Assignment
The records that follow must be transcribed in full, without any change.

Material provided
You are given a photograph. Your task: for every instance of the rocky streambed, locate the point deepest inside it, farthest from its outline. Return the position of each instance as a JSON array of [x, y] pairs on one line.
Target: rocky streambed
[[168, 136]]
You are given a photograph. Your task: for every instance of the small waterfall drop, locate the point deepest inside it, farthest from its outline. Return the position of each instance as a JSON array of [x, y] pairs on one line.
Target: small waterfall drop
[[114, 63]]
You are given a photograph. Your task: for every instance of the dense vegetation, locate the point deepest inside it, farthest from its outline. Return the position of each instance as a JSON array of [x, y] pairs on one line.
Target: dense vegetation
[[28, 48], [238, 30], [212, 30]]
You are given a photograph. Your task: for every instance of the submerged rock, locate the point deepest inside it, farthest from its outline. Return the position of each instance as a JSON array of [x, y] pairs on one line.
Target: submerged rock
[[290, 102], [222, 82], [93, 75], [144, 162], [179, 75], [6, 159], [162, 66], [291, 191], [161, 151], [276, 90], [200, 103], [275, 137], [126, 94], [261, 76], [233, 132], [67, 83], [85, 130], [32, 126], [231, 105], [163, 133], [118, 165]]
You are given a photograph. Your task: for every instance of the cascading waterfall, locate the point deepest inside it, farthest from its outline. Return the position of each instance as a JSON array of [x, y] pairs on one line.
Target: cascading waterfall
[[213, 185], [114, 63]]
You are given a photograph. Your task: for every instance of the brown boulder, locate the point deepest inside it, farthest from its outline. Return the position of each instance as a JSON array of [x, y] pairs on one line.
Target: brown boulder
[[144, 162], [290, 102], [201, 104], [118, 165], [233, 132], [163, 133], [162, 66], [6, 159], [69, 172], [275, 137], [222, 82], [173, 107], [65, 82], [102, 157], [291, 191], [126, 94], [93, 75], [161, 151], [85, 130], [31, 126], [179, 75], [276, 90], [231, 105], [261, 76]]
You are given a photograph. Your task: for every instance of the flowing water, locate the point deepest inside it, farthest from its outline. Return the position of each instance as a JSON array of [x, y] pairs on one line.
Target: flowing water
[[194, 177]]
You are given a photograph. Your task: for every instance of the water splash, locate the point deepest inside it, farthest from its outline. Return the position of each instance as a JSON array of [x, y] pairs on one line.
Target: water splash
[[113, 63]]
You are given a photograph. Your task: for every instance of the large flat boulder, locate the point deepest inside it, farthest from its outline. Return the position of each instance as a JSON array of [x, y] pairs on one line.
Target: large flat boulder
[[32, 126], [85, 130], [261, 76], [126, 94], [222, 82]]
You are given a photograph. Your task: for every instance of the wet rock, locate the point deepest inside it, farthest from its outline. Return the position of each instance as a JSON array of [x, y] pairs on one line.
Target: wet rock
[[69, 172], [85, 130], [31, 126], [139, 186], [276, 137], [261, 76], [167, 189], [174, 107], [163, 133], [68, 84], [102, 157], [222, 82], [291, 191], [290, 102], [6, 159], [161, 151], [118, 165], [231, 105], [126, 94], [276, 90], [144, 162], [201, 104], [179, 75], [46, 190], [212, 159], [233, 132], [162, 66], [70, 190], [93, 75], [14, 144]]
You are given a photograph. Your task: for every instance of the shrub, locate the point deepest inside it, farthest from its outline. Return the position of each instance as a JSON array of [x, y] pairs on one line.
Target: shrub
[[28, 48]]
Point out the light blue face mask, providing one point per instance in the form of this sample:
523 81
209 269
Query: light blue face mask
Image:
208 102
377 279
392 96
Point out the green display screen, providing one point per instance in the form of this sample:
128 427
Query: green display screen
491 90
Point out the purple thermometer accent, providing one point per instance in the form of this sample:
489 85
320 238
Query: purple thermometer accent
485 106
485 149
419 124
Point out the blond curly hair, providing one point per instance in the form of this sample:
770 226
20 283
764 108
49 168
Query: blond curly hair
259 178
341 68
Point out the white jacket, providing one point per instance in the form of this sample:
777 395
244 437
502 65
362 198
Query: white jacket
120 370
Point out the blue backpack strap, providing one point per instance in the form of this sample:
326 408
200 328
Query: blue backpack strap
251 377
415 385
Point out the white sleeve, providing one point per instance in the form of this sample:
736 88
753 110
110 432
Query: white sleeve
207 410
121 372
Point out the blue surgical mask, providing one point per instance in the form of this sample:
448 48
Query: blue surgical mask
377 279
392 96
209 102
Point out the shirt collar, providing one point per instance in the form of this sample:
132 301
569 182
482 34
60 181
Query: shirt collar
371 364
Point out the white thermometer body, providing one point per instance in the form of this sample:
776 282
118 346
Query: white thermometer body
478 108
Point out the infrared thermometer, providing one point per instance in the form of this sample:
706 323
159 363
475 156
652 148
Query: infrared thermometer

Exercise output
You are given a photograph. Your task: for every instance of the rocky streambed, locate the point deepest inside it, farthest from its outline. Return the position of each instance as a JSON array of [x, y] pairs on one line.
Target: rocky streambed
[[168, 136]]
You are given a photograph. Your task: for every instance of the small waterfall drop, locate the point deepest inside it, farthest from its outline. Return the position of each instance as a JSON array of [x, y] pairs on one line.
Target: small waterfall drop
[[114, 63]]
You are given a photograph. Your task: for every instance of the dense vegetation, locate the point deepest inside it, farthest from its outline. Return the position of each instance as a JSON array of [x, y] pairs on one line.
Target: dense vegetation
[[28, 48], [238, 30], [212, 30]]
You are given a photograph. Your task: for every instance of the submerged rock, locate the point deepest inside it, farthest from its outline. Return the position of each instance as a JSON array of [x, y] pairs on one line.
Target: submerged rock
[[290, 102], [222, 82], [93, 75], [144, 162], [179, 75], [6, 159], [162, 66], [291, 191], [161, 151], [276, 90], [200, 103], [275, 137], [126, 94], [261, 76], [233, 132], [67, 83], [85, 130], [32, 126], [231, 105], [163, 133], [118, 165]]
You are given a photograph. Your task: for every instance of the cascading waterfall, locate the point deepest inside it, farthest from its outline. Return the position of each instance as a JSON array of [x, y] pairs on one line.
Target: cascading waterfall
[[213, 185], [114, 63]]
You are given a photograph. Your task: for every instance of the brown boulder, locate the point deepest inside it, farthest from its outline. Return the position of each instance as a JSON array of [x, y] pairs on one line.
Target: brown boulder
[[144, 162], [290, 102], [201, 104], [118, 165], [233, 132], [163, 133], [162, 66], [6, 159], [69, 172], [275, 137], [222, 82], [173, 107], [65, 82], [102, 157], [291, 191], [126, 94], [93, 75], [161, 151], [85, 130], [31, 126], [179, 75], [276, 90], [231, 105], [261, 76]]
You are given a photograph. Your task: for every instance of the flowing water, locate the point deepest inside it, farthest from its outline. Return the position of each instance as a JSON array of [x, y] pairs on one line.
Target: flowing water
[[194, 177]]
You are given a photograph. Your task: for every instance of the water splash, locate the point deepest inside it, farthest from its outline. Return the position of each instance as a JSON array of [x, y] pairs on one line.
Target: water splash
[[113, 63]]
You are given a photograph. Your task: for every instance of the large flat boulder, locate the point deepest inside it, farthest from its outline. Return the position of each instance as a JSON array of [x, y] pairs on one line.
Target: large flat boulder
[[32, 126], [85, 130], [261, 76], [126, 94], [222, 82]]
You are given a photograph. Your task: for every instance of the wet rock, locate the point deepest inside it, farthest from its outline. Return the position of each instance as a JSON array of [x, y] pairs on one line.
Target: wet rock
[[69, 172], [85, 130], [31, 126], [139, 186], [276, 137], [261, 76], [167, 189], [174, 107], [163, 133], [68, 84], [102, 157], [222, 82], [291, 191], [290, 102], [6, 159], [161, 151], [118, 165], [231, 105], [126, 94], [276, 90], [144, 162], [201, 104], [179, 75], [46, 190], [212, 159], [233, 132], [162, 66], [70, 190], [93, 75], [14, 144]]
You are given a photograph. Your task: for every instance of the shrub, locate the point deepest inside it, farthest from its outline. Return the position of each instance as a JSON array of [x, y] pairs on one line.
Target: shrub
[[28, 48]]
Point out the light blue face mask, providing one point per instance in the form of this sample:
523 81
209 269
Query: light blue face mask
Image:
208 102
377 279
392 96
Point out the green display screen, providing one point per instance in the form of this sample:
128 427
Query: green display screen
491 90
Point out the purple thermometer accent, providing one point per instance in the form of this sample:
489 85
320 238
Query: purple thermometer accent
485 106
485 149
419 124
Point out the blond curly hair, providing one point per instance in the form of this sample:
770 226
20 283
764 108
49 168
Query: blond curly hair
259 178
341 68
Point out the white jacket, providing one point per instance in the form of this sample:
777 395
244 437
502 65
362 198
Query: white jacket
120 370
Point out the blue backpack strap, providing one point per instance in the form of this sample:
326 408
200 328
Query: blue backpack strap
251 377
415 385
Point out the white sleeve, providing one point per instance in the form of this sample:
736 88
753 110
110 432
Query: white sleeve
207 410
121 372
Point out the blue surgical mask, providing one point per instance in the form of this sample:
448 48
Query: blue surgical mask
377 279
392 96
209 102
Point out the shirt collar, providing one point per instance in the form of this sample:
132 301
569 182
482 34
60 181
Query: shirt collar
371 364
Point out the white thermometer body, providing one point per instance in the form of this sample:
776 282
118 346
Query: white thermometer body
478 108
Point out the infrared thermometer, providing one point per instance in the form of this sample:
706 323
159 363
475 156
652 148
Query: infrared thermometer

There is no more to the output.